*** Source data ***

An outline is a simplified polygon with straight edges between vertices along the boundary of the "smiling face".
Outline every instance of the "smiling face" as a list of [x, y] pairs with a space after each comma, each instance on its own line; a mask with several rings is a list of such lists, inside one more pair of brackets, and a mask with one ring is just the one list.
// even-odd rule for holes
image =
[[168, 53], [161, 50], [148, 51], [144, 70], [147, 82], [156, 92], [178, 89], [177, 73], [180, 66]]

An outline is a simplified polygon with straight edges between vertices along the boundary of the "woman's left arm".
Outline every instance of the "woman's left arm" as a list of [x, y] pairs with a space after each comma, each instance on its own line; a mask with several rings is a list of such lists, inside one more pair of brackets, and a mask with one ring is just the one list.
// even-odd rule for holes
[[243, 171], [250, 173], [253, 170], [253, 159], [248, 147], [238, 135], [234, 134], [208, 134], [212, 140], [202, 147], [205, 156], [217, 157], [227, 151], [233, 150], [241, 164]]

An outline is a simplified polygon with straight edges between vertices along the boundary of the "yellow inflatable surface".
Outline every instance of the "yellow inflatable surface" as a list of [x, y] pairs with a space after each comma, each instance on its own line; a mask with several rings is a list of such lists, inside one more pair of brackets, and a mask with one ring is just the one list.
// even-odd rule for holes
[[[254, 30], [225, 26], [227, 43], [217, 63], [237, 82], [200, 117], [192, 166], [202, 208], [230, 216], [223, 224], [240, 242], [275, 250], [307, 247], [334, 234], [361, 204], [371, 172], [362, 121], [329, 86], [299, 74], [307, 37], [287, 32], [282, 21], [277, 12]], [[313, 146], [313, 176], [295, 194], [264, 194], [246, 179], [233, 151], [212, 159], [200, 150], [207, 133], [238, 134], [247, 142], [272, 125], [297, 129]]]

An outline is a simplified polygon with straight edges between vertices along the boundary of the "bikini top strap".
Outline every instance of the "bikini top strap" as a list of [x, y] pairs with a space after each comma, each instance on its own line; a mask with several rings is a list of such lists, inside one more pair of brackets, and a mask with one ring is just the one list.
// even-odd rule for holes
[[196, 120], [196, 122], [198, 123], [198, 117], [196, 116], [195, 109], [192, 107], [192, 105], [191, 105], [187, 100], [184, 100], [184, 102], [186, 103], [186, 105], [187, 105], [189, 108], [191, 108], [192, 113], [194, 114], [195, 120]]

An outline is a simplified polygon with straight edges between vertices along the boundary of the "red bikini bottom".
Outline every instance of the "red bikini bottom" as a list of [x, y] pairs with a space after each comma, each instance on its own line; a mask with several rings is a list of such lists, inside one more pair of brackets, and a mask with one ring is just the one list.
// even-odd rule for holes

***

Copy the data above exactly. Every line must be included.

Response to this exercise »
An outline is a simplified polygon with straight edges between vertices along the boundary of the "smiling face".
Outline every instance of the "smiling face" as a list of [x, y] pairs with a space after each comma, each instance on its own line; a mask with several rings is a list of such lists, inside one more pair of brackets, and a mask with one ring is just the one list.
// even-odd rule for holes
image =
[[168, 53], [161, 50], [148, 51], [144, 70], [147, 82], [156, 92], [178, 89], [177, 73], [180, 66]]

An outline is a simplified polygon with straight edges between vertices along the boundary of the "woman's left arm".
Outline every instance of the "woman's left arm" as a list of [x, y] pairs with a space after each comma, each instance on its own line; a mask with several rings is a list of such lists, inside one more pair of brackets, and a mask with one ring is just the one list.
// even-odd rule for holes
[[243, 171], [250, 173], [253, 170], [253, 159], [248, 147], [238, 135], [234, 134], [208, 134], [212, 140], [202, 147], [205, 156], [217, 157], [227, 151], [233, 150], [241, 164]]

An outline is a simplified polygon with straight edges between vertices along the boundary of the "yellow inflatable surface".
Outline every instance of the "yellow inflatable surface" as a list of [x, y] pairs with a space after each comma, each instance on its own line; a mask with several rings is a list of such lists, inside one more pair of brackets, and a mask with one ring is just the one list.
// even-odd rule for holes
[[[254, 30], [225, 26], [227, 43], [217, 63], [237, 82], [200, 117], [192, 166], [202, 208], [230, 216], [223, 224], [240, 242], [275, 250], [307, 247], [334, 234], [361, 204], [371, 172], [362, 121], [329, 86], [299, 74], [307, 37], [287, 32], [282, 21], [277, 12]], [[313, 146], [313, 176], [295, 194], [264, 194], [246, 179], [233, 151], [212, 159], [200, 150], [207, 133], [238, 134], [247, 142], [272, 125], [297, 129]]]

An outline is a simplified polygon with straight edges between vertices along the boundary of the "bikini top strap".
Outline every instance of the "bikini top strap" as a list of [x, y] pairs with a space after each comma, each instance on its own line; a mask with several rings is a list of such lists, inside one more pair of brackets, and a mask with one ring is just the one list.
// even-odd rule for holes
[[196, 120], [196, 122], [198, 123], [198, 117], [196, 116], [195, 109], [192, 107], [192, 105], [191, 105], [187, 100], [184, 100], [184, 102], [186, 103], [186, 105], [187, 105], [189, 108], [191, 108], [192, 113], [194, 114], [195, 120]]

An outline is a simplified polygon with straight edges between vertices along the boundary of the "red bikini bottom".
Outline every instance of the "red bikini bottom" as a list of [x, y] pairs with a space after each comma, each instance on its own line; a mask with several rings is a list of such lists, inside one more pair of brackets, and a mask with one ring is just the one list.
// even-odd rule for holes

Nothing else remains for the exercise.